Extracted data entries:
....

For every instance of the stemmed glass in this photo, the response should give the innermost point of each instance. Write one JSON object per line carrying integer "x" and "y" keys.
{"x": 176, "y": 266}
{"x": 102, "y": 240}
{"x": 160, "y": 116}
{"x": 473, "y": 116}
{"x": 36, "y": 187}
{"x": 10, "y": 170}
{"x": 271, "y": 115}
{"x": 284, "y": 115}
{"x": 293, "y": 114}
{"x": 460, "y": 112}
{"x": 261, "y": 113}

....

GOAL:
Recast each line of the items above as a Markdown table with two columns, "Row" for the row number and "Line" for the line itself. Omit any blank lines.

EXERCISE SOLUTION:
| Row | Line |
|---|---|
| 1 | For every instance of the stemmed glass in this photo, the response should give the innermost point of each instance. Write one JSON object per line carrying integer "x" and "y" keys. |
| 2 | {"x": 176, "y": 266} |
| 3 | {"x": 102, "y": 240} |
| 4 | {"x": 160, "y": 116} |
| 5 | {"x": 473, "y": 116} |
| 6 | {"x": 36, "y": 187} |
| 7 | {"x": 10, "y": 170} |
| 8 | {"x": 271, "y": 115} |
| 9 | {"x": 284, "y": 115} |
| 10 | {"x": 293, "y": 114} |
| 11 | {"x": 460, "y": 112} |
| 12 | {"x": 261, "y": 113} |